Excerpt provided:
==*==
Please help! CNN training for custom dataset yields a weird result…

Sungyong · November 15, 2023, 7:45pm

Dear experts,

I’m trying to train data (velocity spectrum panel; sgy file) to coordinates (velocity structure profile; csv file) through a simple CNN by PyTorch. In order to test whether the training model is working or not, I tested with 10 data with its labels.
But it yields a weird result of:

Epoch 1

Test Error:
Accuracy: 0.0%, Avg loss: nan

Epoch 2

loss: nan [ 1/ 10]
Test Error:
Accuracy: 0.0%, Avg loss: nan

…

Epoch 10

loss: nan [ 1/ 10]
Test Error:
Accuracy: 0.0%, Avg loss: nan

Done!

And if I change “batch_size=1” to “batch_size=3”, it will show the following error:

Epoch 1

loss: nan [ 3/ 10]

RuntimeError Traceback (most recent call last)
in <cell line: 144>()
145 print(f"Epoch {t+1}\n-------------------------------")
146 train_loop(train_dataloader, model, loss_fn, optimizer)
→ 147 test_loop(test_dataloader, model, loss_fn)
148 print(“Done!”)

in test_loop(test_dataloader, model, loss_fn)
135 pred = model(data)
136 test_loss += loss_fn(pred, label).item()
→ 137 correct += (pred.argmax(1) == label).type(torch.float).sum().item()
==*==
Requirements:
1. How many labeled data samples does the forum post say were used to test whether the training model works?
2. Print the forum post's text between "And if I change" and "recent call last)", inclusive.

Record extracts:
==*==
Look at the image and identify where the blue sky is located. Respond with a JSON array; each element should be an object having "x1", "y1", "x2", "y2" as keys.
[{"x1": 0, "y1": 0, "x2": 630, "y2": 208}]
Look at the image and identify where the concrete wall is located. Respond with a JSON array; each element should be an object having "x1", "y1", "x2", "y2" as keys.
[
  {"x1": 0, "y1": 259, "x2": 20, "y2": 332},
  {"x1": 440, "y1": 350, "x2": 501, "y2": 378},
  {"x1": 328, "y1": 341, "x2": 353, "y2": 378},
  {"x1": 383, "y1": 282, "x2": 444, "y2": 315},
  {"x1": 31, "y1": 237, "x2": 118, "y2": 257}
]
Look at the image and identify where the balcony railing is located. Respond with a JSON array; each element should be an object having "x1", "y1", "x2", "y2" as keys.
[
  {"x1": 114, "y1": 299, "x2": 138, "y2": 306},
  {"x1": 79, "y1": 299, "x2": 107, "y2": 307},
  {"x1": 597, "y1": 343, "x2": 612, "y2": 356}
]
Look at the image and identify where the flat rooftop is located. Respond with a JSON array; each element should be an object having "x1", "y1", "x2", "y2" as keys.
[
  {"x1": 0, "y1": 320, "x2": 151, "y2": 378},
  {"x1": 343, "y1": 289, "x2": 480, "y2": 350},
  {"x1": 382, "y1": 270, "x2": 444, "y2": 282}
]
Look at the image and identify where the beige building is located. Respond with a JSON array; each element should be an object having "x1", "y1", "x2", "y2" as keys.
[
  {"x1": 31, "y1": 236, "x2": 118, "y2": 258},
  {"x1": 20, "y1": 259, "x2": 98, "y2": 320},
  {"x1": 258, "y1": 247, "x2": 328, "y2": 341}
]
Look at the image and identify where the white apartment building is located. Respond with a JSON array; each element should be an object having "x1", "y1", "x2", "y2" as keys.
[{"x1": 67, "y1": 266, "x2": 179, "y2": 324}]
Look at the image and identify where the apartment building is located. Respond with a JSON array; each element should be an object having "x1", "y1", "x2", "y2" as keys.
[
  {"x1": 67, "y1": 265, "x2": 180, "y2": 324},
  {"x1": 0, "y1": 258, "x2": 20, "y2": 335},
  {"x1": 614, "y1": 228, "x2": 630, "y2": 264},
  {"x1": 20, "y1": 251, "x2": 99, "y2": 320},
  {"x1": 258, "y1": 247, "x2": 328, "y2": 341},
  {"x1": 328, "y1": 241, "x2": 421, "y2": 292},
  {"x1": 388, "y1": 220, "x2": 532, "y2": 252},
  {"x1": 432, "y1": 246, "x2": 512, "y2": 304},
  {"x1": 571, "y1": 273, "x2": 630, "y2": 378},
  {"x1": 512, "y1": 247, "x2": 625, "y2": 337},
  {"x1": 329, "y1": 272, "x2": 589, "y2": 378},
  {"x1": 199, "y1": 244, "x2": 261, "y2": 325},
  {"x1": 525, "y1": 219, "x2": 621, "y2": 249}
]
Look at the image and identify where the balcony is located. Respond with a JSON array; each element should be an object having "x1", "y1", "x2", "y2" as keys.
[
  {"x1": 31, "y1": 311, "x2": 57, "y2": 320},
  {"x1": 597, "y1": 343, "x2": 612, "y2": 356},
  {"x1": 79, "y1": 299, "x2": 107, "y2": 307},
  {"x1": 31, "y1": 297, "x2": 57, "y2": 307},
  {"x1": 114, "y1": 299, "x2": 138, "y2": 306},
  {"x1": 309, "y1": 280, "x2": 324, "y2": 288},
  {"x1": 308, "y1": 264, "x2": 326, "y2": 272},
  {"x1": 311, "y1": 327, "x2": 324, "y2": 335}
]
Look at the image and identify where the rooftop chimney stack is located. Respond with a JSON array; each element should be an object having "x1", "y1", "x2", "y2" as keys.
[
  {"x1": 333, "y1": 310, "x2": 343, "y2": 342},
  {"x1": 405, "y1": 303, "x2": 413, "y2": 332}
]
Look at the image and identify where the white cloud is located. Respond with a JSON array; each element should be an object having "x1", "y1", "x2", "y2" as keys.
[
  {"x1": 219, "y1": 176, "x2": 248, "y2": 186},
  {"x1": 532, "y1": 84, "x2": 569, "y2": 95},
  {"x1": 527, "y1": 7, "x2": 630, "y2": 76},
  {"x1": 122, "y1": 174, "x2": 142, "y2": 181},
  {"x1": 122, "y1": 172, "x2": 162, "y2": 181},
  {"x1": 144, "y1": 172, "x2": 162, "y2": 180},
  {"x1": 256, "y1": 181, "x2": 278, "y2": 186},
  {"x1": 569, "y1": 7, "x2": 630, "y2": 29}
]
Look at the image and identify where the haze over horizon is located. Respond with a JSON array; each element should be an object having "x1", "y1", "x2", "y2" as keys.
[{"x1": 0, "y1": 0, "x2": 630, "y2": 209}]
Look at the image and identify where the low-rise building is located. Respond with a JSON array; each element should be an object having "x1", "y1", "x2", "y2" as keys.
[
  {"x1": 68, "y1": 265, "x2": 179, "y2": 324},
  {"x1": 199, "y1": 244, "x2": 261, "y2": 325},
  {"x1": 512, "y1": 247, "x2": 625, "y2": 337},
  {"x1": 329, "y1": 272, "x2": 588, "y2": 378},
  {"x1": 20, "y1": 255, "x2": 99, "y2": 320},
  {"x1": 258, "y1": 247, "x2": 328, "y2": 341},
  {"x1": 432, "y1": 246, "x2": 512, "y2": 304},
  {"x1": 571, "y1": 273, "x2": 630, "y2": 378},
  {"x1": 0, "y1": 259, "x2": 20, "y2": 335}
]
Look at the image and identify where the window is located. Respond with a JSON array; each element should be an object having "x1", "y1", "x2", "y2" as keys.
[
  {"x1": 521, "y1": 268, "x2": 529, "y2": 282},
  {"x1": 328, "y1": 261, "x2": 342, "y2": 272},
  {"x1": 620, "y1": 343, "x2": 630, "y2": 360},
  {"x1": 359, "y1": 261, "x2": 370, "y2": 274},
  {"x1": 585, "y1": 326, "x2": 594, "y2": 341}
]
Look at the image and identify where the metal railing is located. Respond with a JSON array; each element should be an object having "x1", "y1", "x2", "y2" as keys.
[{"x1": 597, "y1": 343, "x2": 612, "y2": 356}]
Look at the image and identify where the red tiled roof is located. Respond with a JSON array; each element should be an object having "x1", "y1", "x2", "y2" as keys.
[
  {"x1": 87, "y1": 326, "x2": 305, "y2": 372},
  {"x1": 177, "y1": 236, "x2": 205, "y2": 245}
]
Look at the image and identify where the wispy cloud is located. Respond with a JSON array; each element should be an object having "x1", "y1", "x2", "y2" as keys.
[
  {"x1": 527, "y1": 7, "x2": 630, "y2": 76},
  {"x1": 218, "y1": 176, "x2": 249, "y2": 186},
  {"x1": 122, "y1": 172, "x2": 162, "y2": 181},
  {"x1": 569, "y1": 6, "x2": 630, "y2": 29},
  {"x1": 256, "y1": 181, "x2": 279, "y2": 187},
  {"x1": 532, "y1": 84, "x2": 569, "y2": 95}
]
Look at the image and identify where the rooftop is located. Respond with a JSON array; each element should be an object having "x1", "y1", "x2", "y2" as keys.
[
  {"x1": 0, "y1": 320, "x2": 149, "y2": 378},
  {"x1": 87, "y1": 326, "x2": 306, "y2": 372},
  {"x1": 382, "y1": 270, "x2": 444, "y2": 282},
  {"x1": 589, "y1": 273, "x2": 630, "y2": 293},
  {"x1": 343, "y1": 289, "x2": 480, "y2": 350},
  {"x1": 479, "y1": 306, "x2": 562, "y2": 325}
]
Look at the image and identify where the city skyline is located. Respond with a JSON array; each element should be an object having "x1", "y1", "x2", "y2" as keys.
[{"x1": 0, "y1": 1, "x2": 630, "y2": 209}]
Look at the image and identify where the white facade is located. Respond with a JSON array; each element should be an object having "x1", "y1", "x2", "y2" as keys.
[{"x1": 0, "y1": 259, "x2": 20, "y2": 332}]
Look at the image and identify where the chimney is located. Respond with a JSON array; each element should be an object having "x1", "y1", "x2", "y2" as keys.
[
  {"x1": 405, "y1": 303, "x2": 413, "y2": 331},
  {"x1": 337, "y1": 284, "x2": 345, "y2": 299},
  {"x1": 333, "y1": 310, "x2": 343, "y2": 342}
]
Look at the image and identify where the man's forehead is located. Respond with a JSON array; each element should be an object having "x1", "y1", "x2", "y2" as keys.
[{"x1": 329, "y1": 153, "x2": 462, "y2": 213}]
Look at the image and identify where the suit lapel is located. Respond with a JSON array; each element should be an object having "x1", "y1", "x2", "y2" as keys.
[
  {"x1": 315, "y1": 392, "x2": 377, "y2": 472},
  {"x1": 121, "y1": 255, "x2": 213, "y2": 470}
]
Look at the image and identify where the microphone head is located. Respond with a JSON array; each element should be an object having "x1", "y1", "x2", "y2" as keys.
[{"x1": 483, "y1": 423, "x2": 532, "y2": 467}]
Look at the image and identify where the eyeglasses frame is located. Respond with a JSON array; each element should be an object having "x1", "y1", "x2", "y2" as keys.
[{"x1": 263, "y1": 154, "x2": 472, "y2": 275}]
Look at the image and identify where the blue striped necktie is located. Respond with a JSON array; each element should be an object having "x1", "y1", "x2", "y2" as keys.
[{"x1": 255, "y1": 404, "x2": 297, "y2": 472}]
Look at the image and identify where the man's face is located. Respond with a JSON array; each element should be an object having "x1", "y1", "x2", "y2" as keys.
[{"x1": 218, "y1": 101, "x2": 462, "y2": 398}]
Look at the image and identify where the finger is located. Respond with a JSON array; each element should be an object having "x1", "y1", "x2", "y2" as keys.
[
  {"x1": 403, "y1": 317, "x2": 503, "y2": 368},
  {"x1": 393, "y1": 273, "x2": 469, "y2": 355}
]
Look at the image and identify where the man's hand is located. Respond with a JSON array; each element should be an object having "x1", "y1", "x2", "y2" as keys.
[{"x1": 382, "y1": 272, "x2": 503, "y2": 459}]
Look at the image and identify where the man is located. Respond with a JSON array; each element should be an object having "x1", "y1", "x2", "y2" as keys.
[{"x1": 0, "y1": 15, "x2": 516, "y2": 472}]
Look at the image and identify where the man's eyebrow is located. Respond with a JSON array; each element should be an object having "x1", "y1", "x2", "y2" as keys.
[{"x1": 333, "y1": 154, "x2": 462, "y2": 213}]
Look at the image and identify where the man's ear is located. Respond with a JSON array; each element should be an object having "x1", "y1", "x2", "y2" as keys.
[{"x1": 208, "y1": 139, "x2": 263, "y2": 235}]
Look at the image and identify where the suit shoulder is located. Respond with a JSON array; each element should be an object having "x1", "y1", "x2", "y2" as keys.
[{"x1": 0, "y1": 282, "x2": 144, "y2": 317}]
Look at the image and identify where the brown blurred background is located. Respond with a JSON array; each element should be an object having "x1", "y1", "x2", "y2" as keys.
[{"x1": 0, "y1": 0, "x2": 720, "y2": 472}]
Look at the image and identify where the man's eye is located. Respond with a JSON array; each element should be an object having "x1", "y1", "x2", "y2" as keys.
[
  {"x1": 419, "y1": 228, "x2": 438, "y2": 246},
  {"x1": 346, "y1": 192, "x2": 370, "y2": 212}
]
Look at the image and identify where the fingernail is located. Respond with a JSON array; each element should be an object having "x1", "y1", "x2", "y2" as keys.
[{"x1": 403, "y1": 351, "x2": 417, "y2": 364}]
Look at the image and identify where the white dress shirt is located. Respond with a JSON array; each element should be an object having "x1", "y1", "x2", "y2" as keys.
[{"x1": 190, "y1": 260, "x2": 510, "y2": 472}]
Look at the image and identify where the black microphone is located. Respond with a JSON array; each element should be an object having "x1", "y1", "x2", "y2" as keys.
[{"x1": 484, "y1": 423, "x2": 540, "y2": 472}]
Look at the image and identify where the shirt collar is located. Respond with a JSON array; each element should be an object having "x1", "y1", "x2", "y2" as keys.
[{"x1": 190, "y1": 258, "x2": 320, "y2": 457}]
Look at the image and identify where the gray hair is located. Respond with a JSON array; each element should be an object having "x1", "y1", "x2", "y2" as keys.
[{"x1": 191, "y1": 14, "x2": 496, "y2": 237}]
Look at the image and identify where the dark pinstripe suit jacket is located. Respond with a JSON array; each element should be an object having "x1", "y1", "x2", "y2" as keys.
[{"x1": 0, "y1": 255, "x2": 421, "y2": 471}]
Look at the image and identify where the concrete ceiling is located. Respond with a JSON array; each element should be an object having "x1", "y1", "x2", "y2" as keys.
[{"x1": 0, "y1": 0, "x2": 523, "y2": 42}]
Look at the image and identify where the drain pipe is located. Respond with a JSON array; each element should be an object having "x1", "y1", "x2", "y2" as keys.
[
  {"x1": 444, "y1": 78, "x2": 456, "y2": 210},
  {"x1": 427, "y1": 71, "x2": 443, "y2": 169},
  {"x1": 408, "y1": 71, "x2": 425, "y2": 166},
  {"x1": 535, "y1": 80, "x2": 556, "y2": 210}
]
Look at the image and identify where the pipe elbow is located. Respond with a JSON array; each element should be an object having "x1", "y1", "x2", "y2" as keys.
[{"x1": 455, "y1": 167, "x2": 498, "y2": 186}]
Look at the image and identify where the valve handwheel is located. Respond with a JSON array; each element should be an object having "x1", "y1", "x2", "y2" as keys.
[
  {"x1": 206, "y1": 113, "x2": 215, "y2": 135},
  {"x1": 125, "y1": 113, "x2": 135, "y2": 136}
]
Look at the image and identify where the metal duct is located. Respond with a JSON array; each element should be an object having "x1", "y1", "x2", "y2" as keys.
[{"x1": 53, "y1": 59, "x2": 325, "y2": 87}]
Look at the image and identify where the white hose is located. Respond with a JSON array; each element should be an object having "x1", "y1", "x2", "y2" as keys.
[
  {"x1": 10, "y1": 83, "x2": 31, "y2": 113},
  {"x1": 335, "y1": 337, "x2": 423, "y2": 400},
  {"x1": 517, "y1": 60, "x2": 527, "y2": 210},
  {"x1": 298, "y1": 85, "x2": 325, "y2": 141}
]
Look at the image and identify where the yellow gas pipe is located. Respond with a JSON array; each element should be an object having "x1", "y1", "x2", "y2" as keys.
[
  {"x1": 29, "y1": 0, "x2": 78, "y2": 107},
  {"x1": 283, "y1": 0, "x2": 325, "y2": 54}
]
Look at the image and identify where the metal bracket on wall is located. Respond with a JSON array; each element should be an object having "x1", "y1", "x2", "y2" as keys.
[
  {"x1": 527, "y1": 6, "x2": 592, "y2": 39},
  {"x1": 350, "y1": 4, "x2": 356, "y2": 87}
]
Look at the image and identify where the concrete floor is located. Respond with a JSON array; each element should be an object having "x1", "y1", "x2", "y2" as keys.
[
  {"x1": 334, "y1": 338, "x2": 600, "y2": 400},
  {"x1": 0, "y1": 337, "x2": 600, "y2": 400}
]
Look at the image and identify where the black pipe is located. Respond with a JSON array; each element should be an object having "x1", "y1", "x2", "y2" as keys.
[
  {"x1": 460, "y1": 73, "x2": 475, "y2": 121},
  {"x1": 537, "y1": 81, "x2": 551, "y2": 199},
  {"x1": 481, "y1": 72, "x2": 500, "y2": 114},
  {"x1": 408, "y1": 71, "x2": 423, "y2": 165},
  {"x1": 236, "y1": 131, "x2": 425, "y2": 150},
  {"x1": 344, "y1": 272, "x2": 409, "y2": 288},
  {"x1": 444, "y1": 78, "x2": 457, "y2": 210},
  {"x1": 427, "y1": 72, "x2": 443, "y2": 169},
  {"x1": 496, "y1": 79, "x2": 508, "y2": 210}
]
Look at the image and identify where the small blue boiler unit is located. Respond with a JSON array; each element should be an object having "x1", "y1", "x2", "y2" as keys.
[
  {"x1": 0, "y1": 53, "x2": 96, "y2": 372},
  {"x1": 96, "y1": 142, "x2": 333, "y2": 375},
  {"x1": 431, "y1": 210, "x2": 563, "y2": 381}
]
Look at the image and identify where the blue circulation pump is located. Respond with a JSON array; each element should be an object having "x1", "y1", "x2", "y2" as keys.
==*==
Complete answers:
1. Ten.

2.
And if I change “batch_size=1” to “batch_size=3”, it will show the following error:

Epoch 1

loss: nan [ 3/ 10]

RuntimeError Traceback (most recent call last)